Exercise objective
Copy out the full passage on high VIX readings and mean reversion, word for word and unchanged.

Exercise text
━━━━━━━━
What Counts as “Really” High
The VIX has exceeded 80 only twice in its history. During the 2008 financial crisis, it peaked at 80.86. During the COVID-19 crash in March 2020, it hit 82.69, with that month’s average sitting at 57.74. Those are extreme readings driven by genuine systemic panic.
More commonly, a “high” VIX sits in the 25 to 35 range during periods of market stress. Readings above 30 typically accompany significant selloffs or geopolitical shocks. To put it in perspective, a VIX of 30 reflects roughly twice the expected price movement compared to a calm market sitting at 15.
Why It Tends to Come Back Down
One of the VIX’s defining traits is mean reversion. Unlike stock indices, which can trend upward for years, volatility spikes are temporary by nature. Market panic doesn’t sustain itself indefinitely. Research analyzing VIX data from 2006 to 2021 confirms this pattern: the index oscillates around a long-term average rather than trending in one direction. After a spike, it reliably drifts back toward normal levels, though the timeline varies. A mild spike might resolve in days. A crisis-driven surge can take weeks or months to fully normalize.
This mean-reverting behavior is central to how professional traders approach the VIX. Many strategies are built on the assumption that extreme readings will fade, which is why options sellers can profit during periods of elevated fear.
━━━━━━━━
Listed records
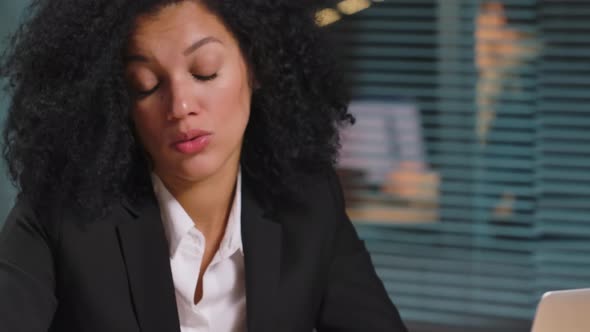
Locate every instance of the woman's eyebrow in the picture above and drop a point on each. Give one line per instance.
(196, 45)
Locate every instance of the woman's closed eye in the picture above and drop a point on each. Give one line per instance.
(205, 78)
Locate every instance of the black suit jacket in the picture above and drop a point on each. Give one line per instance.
(305, 269)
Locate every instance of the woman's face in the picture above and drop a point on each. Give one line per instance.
(191, 90)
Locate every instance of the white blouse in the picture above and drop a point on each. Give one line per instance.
(223, 305)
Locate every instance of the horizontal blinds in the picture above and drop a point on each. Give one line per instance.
(502, 133)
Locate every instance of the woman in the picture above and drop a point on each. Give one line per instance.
(174, 161)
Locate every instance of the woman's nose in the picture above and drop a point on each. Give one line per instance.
(182, 102)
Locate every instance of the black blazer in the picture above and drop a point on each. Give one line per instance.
(304, 270)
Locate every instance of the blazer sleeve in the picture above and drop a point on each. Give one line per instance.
(355, 298)
(27, 300)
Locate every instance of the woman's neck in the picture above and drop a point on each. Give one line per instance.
(208, 202)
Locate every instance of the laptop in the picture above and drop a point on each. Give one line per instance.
(563, 311)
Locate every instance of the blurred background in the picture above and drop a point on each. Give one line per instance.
(468, 170)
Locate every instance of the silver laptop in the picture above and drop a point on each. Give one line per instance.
(563, 311)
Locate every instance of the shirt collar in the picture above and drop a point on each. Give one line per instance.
(177, 223)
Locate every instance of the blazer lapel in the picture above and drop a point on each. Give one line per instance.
(147, 260)
(261, 240)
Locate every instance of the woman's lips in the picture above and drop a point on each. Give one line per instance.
(192, 142)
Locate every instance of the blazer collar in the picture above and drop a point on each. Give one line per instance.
(262, 241)
(146, 255)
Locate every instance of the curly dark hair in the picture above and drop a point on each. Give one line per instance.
(69, 137)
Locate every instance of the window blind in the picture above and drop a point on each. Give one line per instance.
(500, 88)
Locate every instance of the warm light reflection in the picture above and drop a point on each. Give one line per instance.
(350, 7)
(327, 16)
━━━━━━━━
Written response
What Counts as “Really” High
The VIX has exceeded 80 only twice in its history. During the 2008 financial crisis, it peaked at 80.86. During the COVID-19 crash in March 2020, it hit 82.69, with that month’s average sitting at 57.74. Those are extreme readings driven by genuine systemic panic.
More commonly, a “high” VIX sits in the 25 to 35 range during periods of market stress. Readings above 30 typically accompany significant selloffs or geopolitical shocks. To put it in perspective, a VIX of 30 reflects roughly twice the expected price movement compared to a calm market sitting at 15.
Why It Tends to Come Back Down
One of the VIX’s defining traits is mean reversion. Unlike stock indices, which can trend upward for years, volatility spikes are temporary by nature. Market panic doesn’t sustain itself indefinitely. Research analyzing VIX data from 2006 to 2021 confirms this pattern: the index oscillates around a long-term average rather than trending in one direction. After a spike, it reliably drifts back toward normal levels, though the timeline varies. A mild spike might resolve in days. A crisis-driven surge can take weeks or months to fully normalize.
This mean-reverting behavior is central to how professional traders approach the VIX. Many strategies are built on the assumption that extreme readings will fade, which is why options sellers can profit during periods of elevated fear.